- [Work order]
Take every line from the listing below that contains "windshield".

─── Input data

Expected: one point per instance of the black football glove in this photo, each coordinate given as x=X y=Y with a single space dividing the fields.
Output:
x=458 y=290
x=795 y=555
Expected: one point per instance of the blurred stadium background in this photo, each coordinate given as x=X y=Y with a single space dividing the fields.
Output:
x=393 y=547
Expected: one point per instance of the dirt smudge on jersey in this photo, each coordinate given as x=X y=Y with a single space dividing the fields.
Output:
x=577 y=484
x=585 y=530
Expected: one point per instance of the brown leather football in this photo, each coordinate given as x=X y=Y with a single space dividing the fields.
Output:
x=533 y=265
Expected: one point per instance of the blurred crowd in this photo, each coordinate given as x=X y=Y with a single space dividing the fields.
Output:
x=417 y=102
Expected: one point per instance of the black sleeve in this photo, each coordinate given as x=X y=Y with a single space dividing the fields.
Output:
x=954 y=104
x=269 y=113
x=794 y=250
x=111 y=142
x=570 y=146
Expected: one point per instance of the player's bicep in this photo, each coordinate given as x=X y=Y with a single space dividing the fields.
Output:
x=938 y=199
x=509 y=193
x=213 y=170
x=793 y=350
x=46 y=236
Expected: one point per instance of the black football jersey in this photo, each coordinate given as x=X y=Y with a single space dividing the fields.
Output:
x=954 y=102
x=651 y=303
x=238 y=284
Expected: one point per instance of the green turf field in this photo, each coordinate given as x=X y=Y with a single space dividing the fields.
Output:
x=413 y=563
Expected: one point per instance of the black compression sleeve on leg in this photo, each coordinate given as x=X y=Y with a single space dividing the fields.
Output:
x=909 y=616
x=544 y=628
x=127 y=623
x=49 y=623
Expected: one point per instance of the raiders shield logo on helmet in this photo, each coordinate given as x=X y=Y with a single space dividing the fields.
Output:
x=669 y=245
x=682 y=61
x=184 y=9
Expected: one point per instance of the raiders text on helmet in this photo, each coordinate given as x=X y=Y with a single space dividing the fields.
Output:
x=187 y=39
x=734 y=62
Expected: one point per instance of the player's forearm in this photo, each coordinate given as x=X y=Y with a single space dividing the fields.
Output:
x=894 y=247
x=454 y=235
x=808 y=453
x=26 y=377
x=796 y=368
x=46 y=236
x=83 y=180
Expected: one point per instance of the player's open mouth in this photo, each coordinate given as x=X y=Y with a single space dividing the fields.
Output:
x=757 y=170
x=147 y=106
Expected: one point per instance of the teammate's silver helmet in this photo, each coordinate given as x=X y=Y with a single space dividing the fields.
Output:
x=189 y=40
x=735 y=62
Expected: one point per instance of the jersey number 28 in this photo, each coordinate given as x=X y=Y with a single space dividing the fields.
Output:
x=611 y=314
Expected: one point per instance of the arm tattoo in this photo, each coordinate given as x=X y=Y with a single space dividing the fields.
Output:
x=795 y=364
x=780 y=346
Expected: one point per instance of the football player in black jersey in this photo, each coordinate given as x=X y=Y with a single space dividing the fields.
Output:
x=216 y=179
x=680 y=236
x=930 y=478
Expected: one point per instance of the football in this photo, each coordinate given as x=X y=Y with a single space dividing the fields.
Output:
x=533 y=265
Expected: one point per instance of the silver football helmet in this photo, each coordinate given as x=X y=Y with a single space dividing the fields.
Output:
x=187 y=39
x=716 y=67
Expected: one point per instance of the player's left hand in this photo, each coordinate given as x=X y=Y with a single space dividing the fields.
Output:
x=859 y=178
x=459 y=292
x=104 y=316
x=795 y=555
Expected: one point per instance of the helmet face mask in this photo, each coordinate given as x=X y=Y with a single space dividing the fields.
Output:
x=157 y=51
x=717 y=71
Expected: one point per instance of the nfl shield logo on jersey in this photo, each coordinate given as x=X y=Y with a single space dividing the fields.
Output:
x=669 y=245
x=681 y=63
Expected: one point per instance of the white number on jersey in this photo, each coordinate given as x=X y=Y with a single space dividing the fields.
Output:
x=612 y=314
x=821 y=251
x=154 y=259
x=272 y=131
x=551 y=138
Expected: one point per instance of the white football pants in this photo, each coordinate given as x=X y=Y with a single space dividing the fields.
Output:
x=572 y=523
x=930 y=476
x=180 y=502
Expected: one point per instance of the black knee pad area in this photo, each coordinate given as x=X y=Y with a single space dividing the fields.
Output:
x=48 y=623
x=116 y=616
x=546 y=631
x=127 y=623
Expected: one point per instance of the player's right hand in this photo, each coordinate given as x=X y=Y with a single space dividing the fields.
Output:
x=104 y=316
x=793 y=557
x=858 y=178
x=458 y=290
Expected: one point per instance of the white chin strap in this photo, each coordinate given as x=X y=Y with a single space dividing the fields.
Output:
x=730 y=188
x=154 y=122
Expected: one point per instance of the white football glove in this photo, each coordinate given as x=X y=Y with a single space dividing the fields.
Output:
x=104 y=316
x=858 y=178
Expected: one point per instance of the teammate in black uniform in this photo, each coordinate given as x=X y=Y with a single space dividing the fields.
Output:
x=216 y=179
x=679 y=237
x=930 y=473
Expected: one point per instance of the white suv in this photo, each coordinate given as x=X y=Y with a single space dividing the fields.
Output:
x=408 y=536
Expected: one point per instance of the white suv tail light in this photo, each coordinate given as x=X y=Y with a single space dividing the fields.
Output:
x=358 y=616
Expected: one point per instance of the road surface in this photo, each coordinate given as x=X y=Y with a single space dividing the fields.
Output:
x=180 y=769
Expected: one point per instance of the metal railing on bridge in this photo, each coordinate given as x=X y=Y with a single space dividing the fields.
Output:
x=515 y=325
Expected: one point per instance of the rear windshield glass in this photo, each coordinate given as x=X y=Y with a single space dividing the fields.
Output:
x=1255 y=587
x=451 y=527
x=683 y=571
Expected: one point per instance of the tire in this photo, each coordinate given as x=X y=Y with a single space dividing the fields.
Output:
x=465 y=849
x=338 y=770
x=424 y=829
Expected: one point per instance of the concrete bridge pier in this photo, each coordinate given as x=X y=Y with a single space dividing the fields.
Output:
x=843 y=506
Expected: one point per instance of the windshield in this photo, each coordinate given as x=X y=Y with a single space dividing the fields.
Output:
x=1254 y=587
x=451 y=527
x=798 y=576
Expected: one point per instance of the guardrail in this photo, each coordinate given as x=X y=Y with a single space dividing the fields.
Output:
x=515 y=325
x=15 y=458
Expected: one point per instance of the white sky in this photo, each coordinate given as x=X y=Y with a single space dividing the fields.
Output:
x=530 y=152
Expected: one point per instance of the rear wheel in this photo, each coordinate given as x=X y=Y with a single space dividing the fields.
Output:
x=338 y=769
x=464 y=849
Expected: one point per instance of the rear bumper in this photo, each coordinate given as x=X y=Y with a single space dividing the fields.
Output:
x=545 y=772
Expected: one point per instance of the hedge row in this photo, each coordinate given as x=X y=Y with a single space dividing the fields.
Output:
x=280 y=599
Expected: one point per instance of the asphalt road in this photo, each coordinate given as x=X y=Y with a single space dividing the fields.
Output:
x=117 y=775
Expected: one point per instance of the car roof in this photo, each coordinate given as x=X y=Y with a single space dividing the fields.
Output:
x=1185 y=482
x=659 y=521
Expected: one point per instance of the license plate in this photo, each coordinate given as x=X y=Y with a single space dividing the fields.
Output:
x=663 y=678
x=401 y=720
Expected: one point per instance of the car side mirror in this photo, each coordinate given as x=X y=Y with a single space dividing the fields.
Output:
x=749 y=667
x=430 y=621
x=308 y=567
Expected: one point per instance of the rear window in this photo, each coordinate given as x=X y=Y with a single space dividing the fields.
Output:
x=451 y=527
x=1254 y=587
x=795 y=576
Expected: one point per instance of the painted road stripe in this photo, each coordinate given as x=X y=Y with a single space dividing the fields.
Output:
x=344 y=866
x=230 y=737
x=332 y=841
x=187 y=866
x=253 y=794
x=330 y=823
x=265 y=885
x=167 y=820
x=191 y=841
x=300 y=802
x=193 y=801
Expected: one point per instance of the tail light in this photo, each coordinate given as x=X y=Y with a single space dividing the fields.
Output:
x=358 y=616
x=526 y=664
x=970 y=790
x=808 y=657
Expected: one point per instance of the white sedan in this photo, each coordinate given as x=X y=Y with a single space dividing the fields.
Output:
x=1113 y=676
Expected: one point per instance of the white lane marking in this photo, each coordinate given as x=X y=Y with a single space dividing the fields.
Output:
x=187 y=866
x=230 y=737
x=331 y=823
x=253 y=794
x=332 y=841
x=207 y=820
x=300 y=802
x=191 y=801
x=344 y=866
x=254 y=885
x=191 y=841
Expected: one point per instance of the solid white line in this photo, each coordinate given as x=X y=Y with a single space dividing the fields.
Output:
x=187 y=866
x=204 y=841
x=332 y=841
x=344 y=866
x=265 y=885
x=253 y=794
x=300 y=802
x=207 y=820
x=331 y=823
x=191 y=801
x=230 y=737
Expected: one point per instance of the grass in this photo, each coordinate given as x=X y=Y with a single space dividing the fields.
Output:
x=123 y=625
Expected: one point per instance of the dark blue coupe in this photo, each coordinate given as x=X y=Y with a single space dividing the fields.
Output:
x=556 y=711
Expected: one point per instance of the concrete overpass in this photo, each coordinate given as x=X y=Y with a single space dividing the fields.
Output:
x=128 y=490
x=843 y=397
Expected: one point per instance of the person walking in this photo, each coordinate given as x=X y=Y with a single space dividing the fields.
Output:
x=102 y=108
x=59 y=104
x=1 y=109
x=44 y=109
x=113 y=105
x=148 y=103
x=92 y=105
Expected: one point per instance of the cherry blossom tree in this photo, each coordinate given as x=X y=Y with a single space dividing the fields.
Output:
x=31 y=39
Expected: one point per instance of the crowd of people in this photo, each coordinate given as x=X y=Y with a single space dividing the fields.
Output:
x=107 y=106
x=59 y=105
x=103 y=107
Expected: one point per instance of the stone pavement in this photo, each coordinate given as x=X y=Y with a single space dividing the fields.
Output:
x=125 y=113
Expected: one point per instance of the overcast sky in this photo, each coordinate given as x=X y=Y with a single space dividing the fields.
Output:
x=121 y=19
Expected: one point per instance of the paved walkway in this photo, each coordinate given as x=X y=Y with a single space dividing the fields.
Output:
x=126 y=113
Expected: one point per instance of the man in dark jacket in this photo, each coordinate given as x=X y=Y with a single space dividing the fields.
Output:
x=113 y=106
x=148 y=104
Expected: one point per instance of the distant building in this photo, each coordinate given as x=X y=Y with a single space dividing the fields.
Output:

──────

- [Response to this exercise]
Expected: one point per instance of the rear windshield glass in this photo, each coordinate given as x=X y=Y with a single space dividing the fields.
Expected: one point per instance of the windshield in this photo, each coordinate given as x=X y=Y with a single space dividing the fields.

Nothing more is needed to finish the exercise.